## TEXT SHOWN:
· · · ·

These are beautiful, terrible images. Why do they look so familiar?
30,000 years doesn't establish their tenancy, doesn't make the land theirs, I guess, while there's a corrupt profit to be made by driving them to drink and death. We in Canada have some experience of that.
Corrupt profit. When will we ever establish an international law among nations, that can arrest corrupt officials, even heads of state, and bring them to trial. We make small gestures, now and then, but never seem to take a second step.
First world leaders have no appetite for it, because they fear their own actions would be judged fairly harshly. Third world leaders will never take the lead because, well, the diamonds or whatever will usually wind up in their own pockets. Their wives want more shoes, you see, thousands of pairs of shoes.
I don't think these constant slaughters will ever stop until there is a movement of ordinary people who all stand up and say stop. Arrest the criminals and make them stop. Ordinary people actually do have the authority and the power to do it.
Maybe the aboriginal people of the world, who have been showing signs of forming a common cause, might do something about this. If they could, it would be a moment of hope.
skeptikool
6 years ago
Genocide by degree. Others have used smallpox-infested blankets along with their rotten alcohol.
I recall a story of two Caucasian children, lost in Australia's Outback, befriended and saved by a young aboriginal boy. Fiction or not, Africa, Brazil or Australia, we have much to learn from their native peoples.
North of Hope
6 years ago
I believe the story skeptikool refers to is a movie called "Walkabout." It was a rite of passage for aboriginal boys to spend some time living on their own and while he was going through this process, came across the 2 Caucasian children. He fed them and kept them alive. Much more to the plot, but I will stop now. A great movie, but I do not know if it is now available.
allan
6 years ago
Bailey, Aboriginal people have been doing more than showing signs of forming a common cause for decades now, but whenever they start talking to each other they are suspected by "authorities" of being some kind of threat.
I'd recommend googling George Manuel, who in 1975 founded the World Council of Indigeonous People to pursue that very cause.
Manuel, a chief of the Shuswap nation's Neskonlith Indian Band located between Kamloops and Chase, brought peoples from around the world together, but his actions were always viewed with strong suspision, if not outright hostility by the larger non-aboriginal community.
Considered a world statesman by his compatriots around the globe, he was virtually ignored and barely understood by Canadian media.

· · · ·

## DATA SHOWN:
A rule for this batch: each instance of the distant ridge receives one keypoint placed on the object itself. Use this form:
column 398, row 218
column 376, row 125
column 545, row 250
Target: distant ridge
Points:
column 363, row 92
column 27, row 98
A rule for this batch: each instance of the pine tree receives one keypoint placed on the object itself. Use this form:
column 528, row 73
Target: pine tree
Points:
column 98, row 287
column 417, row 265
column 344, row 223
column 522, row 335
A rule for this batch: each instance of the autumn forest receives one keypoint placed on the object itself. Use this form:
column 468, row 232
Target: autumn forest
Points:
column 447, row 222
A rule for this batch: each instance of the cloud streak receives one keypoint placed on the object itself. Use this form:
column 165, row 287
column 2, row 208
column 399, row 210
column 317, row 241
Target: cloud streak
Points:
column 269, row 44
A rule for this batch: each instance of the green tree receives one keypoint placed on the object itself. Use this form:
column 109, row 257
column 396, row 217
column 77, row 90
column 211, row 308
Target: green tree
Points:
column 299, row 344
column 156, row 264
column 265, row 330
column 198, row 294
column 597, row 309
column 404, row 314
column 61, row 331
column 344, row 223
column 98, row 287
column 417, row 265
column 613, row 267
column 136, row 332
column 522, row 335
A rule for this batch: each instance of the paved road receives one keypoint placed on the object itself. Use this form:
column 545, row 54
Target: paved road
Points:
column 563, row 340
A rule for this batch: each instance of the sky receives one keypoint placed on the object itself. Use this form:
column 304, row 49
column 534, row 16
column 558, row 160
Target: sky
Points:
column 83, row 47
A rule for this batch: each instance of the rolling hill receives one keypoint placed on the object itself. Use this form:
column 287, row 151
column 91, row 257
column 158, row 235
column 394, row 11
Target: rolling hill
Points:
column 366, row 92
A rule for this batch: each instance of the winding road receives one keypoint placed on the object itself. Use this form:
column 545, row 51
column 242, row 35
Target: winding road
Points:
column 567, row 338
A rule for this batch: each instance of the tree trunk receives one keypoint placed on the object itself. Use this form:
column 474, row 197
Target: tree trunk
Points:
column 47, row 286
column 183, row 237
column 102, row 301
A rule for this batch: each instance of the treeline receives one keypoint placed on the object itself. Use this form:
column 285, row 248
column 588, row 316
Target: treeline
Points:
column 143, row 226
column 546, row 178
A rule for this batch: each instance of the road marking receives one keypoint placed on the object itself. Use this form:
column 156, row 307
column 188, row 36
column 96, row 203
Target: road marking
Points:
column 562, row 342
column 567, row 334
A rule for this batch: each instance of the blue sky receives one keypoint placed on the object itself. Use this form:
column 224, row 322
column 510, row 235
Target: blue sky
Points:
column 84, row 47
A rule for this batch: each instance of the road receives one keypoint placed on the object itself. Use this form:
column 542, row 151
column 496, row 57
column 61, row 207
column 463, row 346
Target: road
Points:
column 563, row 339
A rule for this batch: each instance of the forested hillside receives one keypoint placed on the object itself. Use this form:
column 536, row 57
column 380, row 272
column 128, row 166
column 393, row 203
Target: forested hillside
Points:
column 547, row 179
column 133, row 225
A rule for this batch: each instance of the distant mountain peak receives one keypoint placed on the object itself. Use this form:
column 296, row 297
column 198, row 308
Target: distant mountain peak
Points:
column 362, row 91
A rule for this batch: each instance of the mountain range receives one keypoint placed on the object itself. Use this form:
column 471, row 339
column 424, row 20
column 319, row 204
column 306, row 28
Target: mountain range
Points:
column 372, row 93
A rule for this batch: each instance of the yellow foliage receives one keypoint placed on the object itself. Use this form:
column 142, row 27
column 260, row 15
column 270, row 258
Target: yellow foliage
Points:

· · · ·

## WHAT THIS TASK INVOLVES:
Answer these questions from the comment thread above.
(a) What movie does North of Hope think skeptikool is referring to?
(b) In what year did George Manuel found his world council?
(c) Between which two places is the band that Manuel was a chief of located?

## OUTPUT FOR THIS EXERCISE:
(a) "Walkabout"
(b) 1975
(c) Kamloops and Chase